Exercise prompt:
According to the EST clustering tutorial description below, which series of tools will users be taught to perform clustering with?

Excerpt to read:
____________________
ISMB99 - Tutorial 6

 


EST clustering

Robert Miller, Alan Christoffels, Winston Hide

The tutorial will be based on what we have learned over the past three years about clustering technologies and issues surrounding the field. We will teach users how to perform clustering using the STACK_PACK series of tools, which employ widely known algorithms such as PHRAP, Cross_match and also less well known tools such as CONTIGPROC and CRAW. In addition we will seek to inform on the major problems involved in the clustering process, suggest appropriate strategies, and provide a framework upon which a clustering strategy can be built. The tools will be made available to all registered users.
____________________
Information shown:
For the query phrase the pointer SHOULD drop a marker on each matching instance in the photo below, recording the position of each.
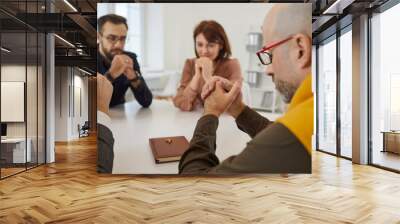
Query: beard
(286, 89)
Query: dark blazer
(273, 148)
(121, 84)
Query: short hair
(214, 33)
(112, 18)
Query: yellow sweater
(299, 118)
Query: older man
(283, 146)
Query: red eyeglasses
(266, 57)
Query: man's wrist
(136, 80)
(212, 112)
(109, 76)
____________________
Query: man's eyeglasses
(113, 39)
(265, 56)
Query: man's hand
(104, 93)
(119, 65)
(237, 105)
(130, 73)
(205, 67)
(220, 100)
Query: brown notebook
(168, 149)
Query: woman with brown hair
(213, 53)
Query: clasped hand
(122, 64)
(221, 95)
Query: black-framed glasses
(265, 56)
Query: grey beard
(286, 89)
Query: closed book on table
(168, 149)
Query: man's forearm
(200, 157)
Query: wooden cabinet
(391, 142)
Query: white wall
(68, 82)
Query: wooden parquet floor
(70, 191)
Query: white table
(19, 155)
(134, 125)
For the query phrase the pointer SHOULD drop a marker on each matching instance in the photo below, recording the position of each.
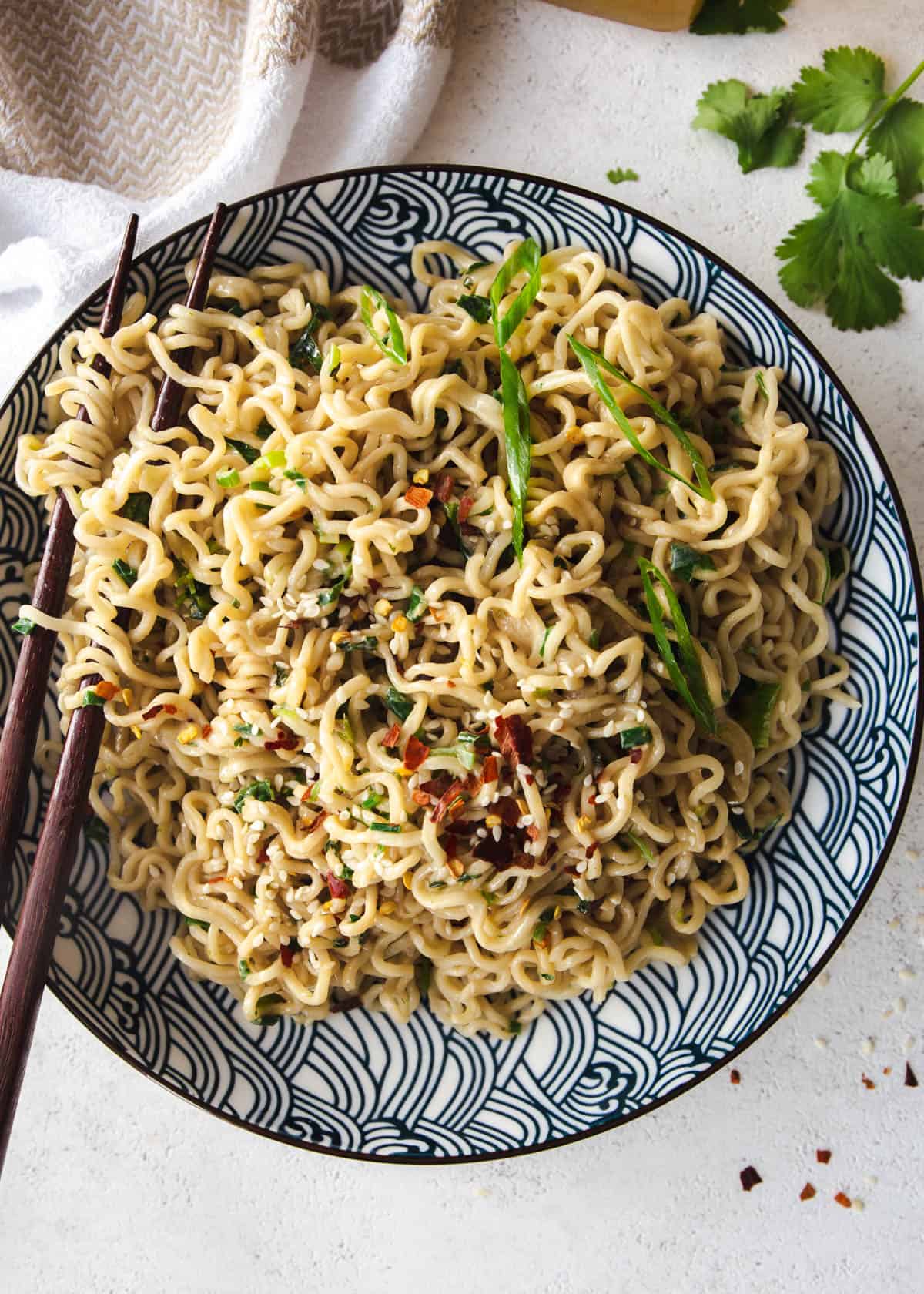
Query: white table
____________________
Answer box:
The STACK_PACK series of tools.